## Work instructions:
A. Using the article on the Western Sahara dispute, explain why the Polisario Front began its fight for autonomy in 1975.
B. According to the article on the Western Sahara dispute, how many Sahrawi refugees do the Tindouf camps shelter today?

## Extract provided:
------------------------------------------------------------------------

No Repose From Decades-Long Feud Over the Western Sahara

By: Julian Mok

Sahrawi with Sahrawi Republic national flag. Photo by Michele Benericetti

Sahrawi with Sahrawi Republic national flag. Photo by Michele Benericetti

 

Lexington — On April 9, the United Nations Security Council adopted a resolution on the Western Sahara Peace Process, positing yet again that roundtable negotiation is necessary if all parties are to reach a political solution. In question is the Western Sahara, a piece of land covering 96,000 square miles.

Despite a number of similar resolutions in the past, the decades-long dispute has continued to exist and sour relations between Morocco and the Polisario Front, both of whom lay claim to the territory. Algeria, though insistent on its observer status, is also a player in the dispute.

Map courtesy of the Western Saharan Project

Map courtesy of the Western Saharan Project

The Western Sahara lies on the coast of Africa, bordering Morocco. Two-thirds of the territory is under Moroccan control, while the Polisario Front holds the other third.

The two areas are separated by a berm, or a buffer strip, comprised of landmines and fortification that span the length of the disputed territories. Like most, the center of this territorial dispute is access to resources. The Western Sahara is rich in phosphate deposits, fishing resources and potential oil reserves.

The UN has listed Western Sahara as a non-self-governing territory, a territory waiting to achieve autonomy for its 603,000 Sahrawi people.  Heading the fight for autonomy is the nationalist Polisario Front, whom the UN recognizes as the legitimate representative of the Sahrawi people. To them, the Western Sahara is rightfully known as the Sahrawi Arab Democratic Republic.

The Polisario Front began its fight for autonomy in 1975, when Spain partitioned the territory between Morocco and Mauritania without consulting local populations. The pro-independence Polisario Front sprung into action, opposing the deal and launching an armed struggle for liberation from Morocco and Mauritania. After years of fighting, Mauritania renounced its territorial claims, giving space for Morocco to take control of the whole of Western Sahara.

Fighting continued into 1991, until the UN brokered a ceasefire and implemented a peace plan – this peace plan has not produced many tangible results. Many Sahrawis still flee to refugee camps, like the ones near Tindouf, a town in Algeria.  The Tindouf camps were established in the 70s and today, shelter 90,000 Sahrawi refugees.

While the Human Rights Watch did not find any evidence of systemic abuse within the camps, pro-Moroccan media have often described the camps as destitute and unlivable in an effort to smear Algeria. In some ways, the Western Sahara dispute has become a proxy-war between the two countries, although Algeria staunchly stands by its role as an observer state.

Moroccan authorities assert that Algerian support is the only reason Polisario Front has been able to sustain its fight for independence for this long. Moroccan officials posit that Algeria is the main arms provider for the Polisario Front, making the nationalist movement “an offshoot of the Algerian military establishment.” Algeria sustains that it takes no sides in the conflict and only wishes for all parties to come to peaceful resolution. These wishes, however, may have to be put on hold as diplomatic negotiations have ceased due to the current coronavirus pandemic.

------------------------------------------------------------------------

## Data provided:

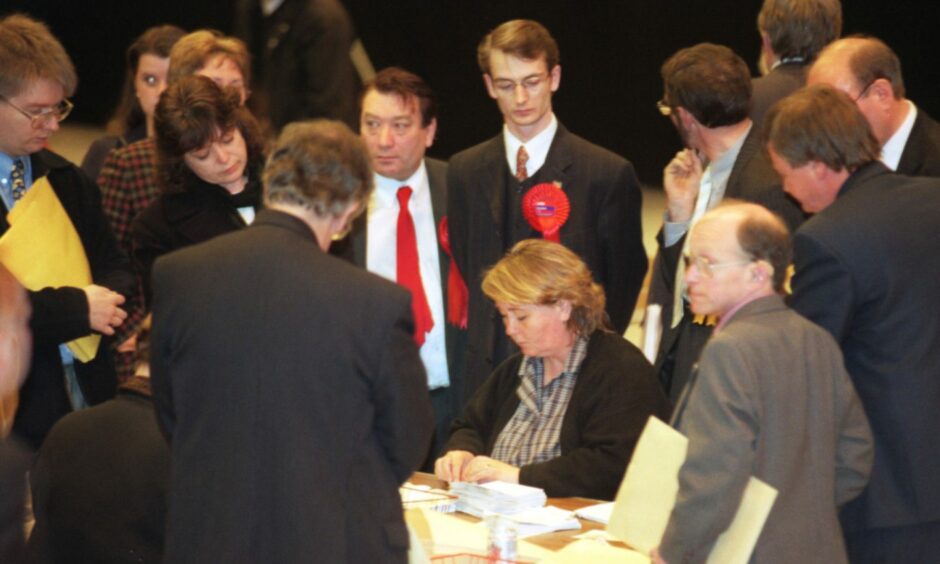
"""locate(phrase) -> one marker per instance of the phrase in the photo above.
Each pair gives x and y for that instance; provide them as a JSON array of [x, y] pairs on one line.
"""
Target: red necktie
[[408, 273], [522, 157]]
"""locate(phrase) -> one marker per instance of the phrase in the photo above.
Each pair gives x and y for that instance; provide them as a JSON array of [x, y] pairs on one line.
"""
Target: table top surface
[[552, 541]]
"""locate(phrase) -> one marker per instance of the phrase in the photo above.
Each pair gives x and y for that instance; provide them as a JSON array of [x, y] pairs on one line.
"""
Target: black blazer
[[603, 229], [867, 268], [921, 154], [291, 391], [614, 395], [752, 179], [100, 485], [61, 314], [179, 219]]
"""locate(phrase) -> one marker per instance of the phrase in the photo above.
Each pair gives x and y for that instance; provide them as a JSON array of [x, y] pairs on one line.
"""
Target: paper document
[[648, 494]]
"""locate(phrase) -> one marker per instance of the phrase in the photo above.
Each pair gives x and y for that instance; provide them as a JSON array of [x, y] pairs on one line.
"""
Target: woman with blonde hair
[[565, 413]]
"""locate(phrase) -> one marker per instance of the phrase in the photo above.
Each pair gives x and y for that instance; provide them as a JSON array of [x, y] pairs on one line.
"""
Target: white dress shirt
[[537, 147], [381, 258], [891, 152]]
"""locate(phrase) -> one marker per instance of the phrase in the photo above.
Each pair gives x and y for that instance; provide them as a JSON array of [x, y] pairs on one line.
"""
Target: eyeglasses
[[58, 112], [664, 108], [707, 267], [530, 83]]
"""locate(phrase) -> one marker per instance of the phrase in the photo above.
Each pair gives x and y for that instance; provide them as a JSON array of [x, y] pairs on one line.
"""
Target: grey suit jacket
[[771, 399]]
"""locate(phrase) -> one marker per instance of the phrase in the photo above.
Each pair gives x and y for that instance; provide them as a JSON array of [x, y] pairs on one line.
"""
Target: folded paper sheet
[[42, 249], [648, 494]]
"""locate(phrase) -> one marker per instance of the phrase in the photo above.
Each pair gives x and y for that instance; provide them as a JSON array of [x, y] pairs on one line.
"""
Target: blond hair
[[539, 272]]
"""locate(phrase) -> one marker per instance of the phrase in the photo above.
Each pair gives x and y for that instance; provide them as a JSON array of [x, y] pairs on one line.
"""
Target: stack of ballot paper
[[496, 497], [599, 513], [543, 520]]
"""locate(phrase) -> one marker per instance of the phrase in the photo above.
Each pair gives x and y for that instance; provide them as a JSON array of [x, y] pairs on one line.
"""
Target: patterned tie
[[522, 157], [19, 181], [408, 273]]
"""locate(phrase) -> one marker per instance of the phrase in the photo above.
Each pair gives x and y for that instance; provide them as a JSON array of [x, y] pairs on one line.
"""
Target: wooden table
[[551, 541]]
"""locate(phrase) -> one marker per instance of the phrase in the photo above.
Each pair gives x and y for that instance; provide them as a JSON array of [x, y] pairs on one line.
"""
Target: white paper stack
[[496, 497]]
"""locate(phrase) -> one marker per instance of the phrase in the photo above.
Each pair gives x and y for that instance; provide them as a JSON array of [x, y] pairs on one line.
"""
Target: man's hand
[[486, 469], [450, 467], [103, 311], [681, 179]]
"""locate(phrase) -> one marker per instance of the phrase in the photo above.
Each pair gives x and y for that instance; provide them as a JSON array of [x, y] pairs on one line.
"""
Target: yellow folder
[[42, 249]]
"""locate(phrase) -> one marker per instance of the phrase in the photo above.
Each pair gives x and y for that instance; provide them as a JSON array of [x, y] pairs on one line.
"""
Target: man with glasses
[[707, 95], [536, 179], [870, 73], [866, 270], [769, 398], [37, 76]]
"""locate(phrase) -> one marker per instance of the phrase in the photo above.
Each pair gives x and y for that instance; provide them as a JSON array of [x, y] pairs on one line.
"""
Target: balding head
[[15, 340], [870, 73]]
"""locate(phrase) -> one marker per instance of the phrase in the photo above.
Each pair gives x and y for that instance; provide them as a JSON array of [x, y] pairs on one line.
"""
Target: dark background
[[610, 54]]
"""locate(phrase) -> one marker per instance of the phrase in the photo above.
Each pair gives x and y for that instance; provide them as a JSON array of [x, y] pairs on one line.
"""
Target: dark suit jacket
[[176, 220], [752, 179], [100, 485], [61, 314], [290, 389], [603, 229], [867, 268], [613, 396], [776, 85], [921, 155]]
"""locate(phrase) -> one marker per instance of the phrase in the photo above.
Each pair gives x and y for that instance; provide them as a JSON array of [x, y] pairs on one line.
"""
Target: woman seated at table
[[565, 414], [209, 157]]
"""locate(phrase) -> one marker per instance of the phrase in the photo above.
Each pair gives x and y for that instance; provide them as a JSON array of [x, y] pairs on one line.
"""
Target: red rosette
[[546, 207]]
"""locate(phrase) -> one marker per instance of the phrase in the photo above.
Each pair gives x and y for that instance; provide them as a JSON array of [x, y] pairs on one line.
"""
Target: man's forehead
[[509, 66]]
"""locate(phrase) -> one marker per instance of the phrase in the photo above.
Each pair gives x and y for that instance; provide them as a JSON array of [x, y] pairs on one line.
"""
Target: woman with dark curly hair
[[565, 413], [209, 154]]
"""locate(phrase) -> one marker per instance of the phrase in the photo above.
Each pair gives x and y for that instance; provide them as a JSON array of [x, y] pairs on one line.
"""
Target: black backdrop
[[611, 52]]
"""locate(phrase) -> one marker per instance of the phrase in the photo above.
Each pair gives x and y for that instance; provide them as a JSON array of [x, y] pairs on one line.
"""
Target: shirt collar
[[891, 152], [386, 189], [537, 147]]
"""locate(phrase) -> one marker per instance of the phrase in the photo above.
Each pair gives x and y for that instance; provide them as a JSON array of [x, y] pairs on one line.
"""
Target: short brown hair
[[526, 39], [190, 114], [405, 85], [320, 165], [193, 51], [710, 82], [29, 52], [819, 123], [800, 28], [539, 272], [158, 41], [870, 59]]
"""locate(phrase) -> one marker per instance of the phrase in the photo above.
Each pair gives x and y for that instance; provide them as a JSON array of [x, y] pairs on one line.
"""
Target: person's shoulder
[[477, 155]]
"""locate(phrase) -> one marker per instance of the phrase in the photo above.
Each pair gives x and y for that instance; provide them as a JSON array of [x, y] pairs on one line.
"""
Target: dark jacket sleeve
[[621, 235], [614, 396]]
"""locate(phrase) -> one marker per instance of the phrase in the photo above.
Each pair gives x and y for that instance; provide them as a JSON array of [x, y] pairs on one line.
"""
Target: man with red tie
[[397, 237], [585, 197]]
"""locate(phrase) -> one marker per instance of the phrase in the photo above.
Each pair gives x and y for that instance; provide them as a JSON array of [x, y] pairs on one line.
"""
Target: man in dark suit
[[792, 33], [866, 270], [99, 482], [287, 380], [31, 107], [398, 122], [707, 92], [870, 73], [487, 184]]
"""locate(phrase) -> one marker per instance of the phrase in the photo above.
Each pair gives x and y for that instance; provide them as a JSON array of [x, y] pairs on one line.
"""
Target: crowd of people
[[222, 344]]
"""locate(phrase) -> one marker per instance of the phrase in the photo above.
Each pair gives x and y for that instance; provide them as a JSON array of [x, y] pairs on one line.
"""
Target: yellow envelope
[[42, 249]]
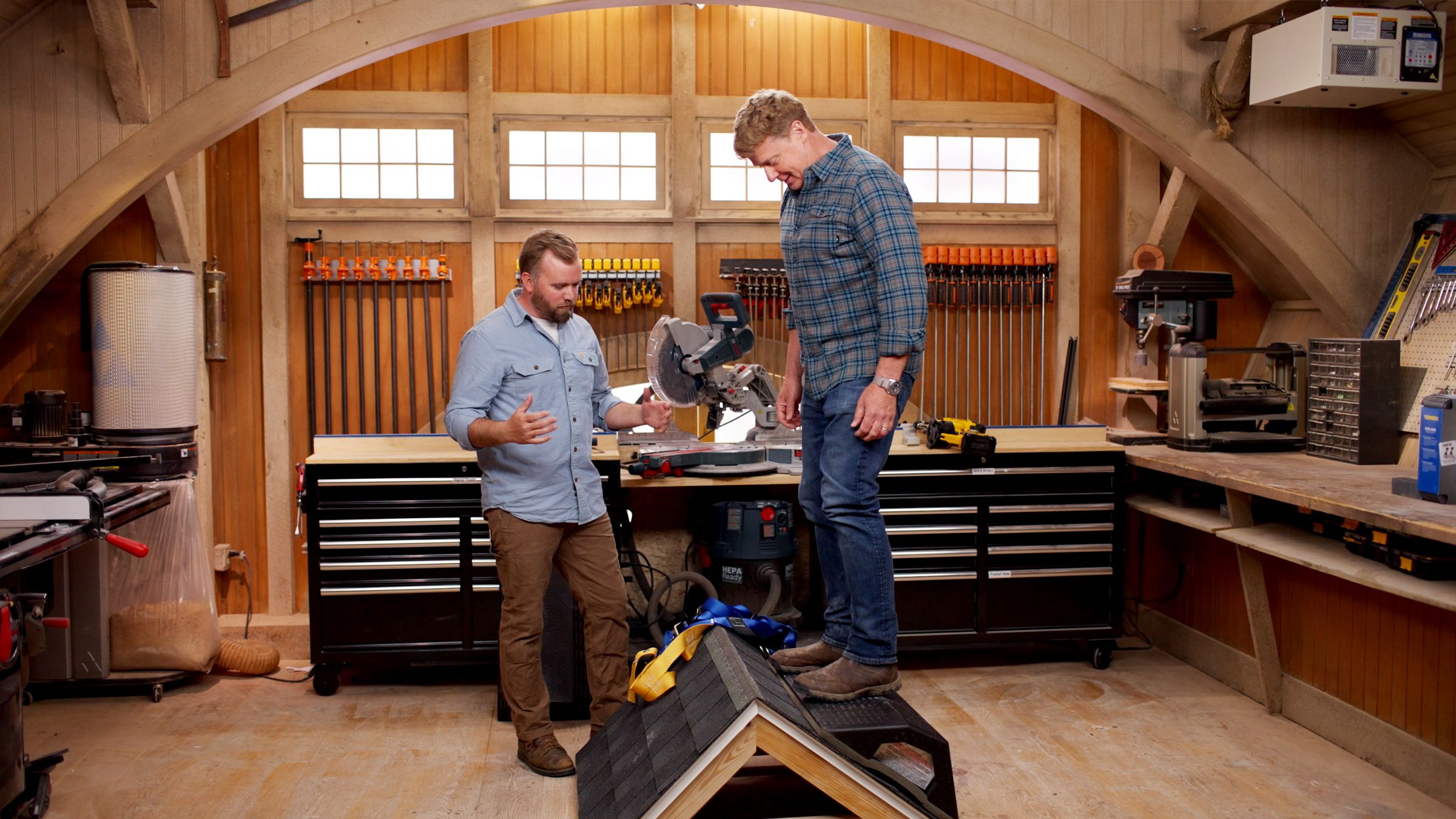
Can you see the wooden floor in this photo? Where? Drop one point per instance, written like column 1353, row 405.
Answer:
column 1148, row 738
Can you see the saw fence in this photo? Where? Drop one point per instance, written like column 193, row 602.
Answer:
column 988, row 330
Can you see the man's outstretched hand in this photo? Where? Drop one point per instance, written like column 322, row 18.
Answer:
column 529, row 428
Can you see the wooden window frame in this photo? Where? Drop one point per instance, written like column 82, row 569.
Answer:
column 315, row 207
column 1040, row 212
column 506, row 206
column 714, row 207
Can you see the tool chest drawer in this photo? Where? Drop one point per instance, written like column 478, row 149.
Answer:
column 1025, row 548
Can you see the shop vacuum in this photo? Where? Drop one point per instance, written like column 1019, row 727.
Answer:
column 750, row 556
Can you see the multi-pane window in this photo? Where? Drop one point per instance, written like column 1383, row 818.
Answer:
column 734, row 180
column 379, row 164
column 581, row 167
column 976, row 169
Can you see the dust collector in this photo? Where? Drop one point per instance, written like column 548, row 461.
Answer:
column 750, row 550
column 142, row 332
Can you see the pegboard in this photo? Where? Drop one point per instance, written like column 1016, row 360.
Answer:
column 1426, row 349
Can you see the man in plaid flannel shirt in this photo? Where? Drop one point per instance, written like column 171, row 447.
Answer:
column 857, row 339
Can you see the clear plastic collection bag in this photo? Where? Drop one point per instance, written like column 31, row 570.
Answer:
column 164, row 614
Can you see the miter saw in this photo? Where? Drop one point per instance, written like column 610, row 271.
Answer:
column 692, row 365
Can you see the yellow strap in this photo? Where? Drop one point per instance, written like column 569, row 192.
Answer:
column 659, row 678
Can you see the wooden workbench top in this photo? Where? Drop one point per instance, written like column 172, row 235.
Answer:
column 1362, row 493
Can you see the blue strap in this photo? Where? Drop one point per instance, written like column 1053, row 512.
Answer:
column 761, row 630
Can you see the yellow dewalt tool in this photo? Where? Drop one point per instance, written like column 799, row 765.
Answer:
column 972, row 437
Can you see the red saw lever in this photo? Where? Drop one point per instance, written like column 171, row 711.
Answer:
column 127, row 545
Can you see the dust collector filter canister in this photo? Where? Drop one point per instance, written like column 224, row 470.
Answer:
column 143, row 342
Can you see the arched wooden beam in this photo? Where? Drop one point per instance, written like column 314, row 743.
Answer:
column 1148, row 114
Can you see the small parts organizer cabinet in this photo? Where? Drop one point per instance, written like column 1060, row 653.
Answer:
column 399, row 566
column 1355, row 391
column 1025, row 550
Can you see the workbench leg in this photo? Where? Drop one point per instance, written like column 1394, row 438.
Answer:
column 1261, row 625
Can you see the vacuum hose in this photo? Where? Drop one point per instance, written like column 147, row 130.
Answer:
column 654, row 602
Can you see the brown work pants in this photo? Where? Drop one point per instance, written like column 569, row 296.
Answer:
column 586, row 554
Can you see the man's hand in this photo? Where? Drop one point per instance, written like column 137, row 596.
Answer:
column 788, row 405
column 874, row 414
column 528, row 428
column 656, row 414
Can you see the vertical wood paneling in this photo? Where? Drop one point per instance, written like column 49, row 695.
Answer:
column 622, row 335
column 1388, row 656
column 239, row 468
column 599, row 52
column 439, row 66
column 928, row 70
column 744, row 49
column 1101, row 242
column 42, row 347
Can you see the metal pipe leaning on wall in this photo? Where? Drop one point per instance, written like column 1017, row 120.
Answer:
column 369, row 356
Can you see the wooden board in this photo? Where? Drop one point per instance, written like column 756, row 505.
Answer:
column 1330, row 557
column 1327, row 486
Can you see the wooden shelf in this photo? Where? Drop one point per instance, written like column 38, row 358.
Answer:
column 1195, row 517
column 1330, row 557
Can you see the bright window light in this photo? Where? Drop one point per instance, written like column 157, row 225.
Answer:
column 583, row 165
column 972, row 169
column 734, row 180
column 379, row 164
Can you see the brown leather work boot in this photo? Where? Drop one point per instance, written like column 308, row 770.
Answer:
column 547, row 757
column 806, row 658
column 846, row 679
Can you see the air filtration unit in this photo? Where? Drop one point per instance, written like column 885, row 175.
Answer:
column 142, row 332
column 1346, row 57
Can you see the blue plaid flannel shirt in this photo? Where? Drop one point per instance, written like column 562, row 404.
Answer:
column 857, row 277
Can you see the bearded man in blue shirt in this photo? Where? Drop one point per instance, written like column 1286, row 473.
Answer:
column 530, row 385
column 857, row 340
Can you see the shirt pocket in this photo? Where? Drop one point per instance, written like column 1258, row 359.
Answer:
column 526, row 379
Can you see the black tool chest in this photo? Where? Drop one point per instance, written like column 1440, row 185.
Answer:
column 399, row 566
column 1028, row 548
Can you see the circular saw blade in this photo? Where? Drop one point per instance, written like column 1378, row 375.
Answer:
column 664, row 369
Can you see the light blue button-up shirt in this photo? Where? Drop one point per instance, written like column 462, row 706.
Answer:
column 506, row 357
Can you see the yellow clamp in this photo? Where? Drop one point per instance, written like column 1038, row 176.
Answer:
column 657, row 678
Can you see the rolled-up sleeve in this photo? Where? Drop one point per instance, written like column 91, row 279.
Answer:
column 885, row 225
column 602, row 398
column 477, row 382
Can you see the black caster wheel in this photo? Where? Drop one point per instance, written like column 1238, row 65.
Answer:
column 325, row 679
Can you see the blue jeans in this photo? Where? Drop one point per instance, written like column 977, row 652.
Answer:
column 839, row 493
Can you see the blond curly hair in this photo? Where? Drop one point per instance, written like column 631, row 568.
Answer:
column 769, row 113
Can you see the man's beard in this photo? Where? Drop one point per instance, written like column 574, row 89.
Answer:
column 558, row 315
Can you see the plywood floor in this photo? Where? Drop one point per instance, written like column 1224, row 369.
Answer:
column 1148, row 738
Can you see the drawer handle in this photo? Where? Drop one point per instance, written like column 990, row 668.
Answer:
column 1025, row 573
column 354, row 564
column 1054, row 508
column 929, row 510
column 916, row 576
column 995, row 471
column 357, row 522
column 1033, row 528
column 943, row 530
column 395, row 481
column 1050, row 548
column 368, row 591
column 929, row 554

------------------------------------------------------------------------

## Responses by task:
A. In 1975 Spain partitioned the territory between Morocco and Mauritania without consulting local populations. The pro-independence Polisario Front opposed the deal and launched an armed struggle for liberation from Morocco and Mauritania.

B. 90,000 Sahrawi refugees.